◆ Short exercise ◆
Reproduce the lines starting with the line that contains "Go through the image and tally up every gray" and going on through the line that contains "[201,290,266,318]", swapping "gray background" for "light gray backdrop" and leaving everything else unchanged.

◆ Task inputs ◆
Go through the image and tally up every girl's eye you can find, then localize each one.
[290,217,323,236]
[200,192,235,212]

...

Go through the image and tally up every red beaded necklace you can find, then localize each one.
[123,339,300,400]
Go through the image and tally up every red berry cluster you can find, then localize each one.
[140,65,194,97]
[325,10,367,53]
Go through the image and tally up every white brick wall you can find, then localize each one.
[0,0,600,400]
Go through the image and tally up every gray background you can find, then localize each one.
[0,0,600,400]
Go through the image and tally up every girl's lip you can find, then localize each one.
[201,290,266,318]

◆ Full output ◆
Go through the image and tally up every light gray backdrop you can find, then localize each one.
[0,0,600,400]
Go through the image and tally up every girl's lip you can find, then localize each one.
[201,290,266,318]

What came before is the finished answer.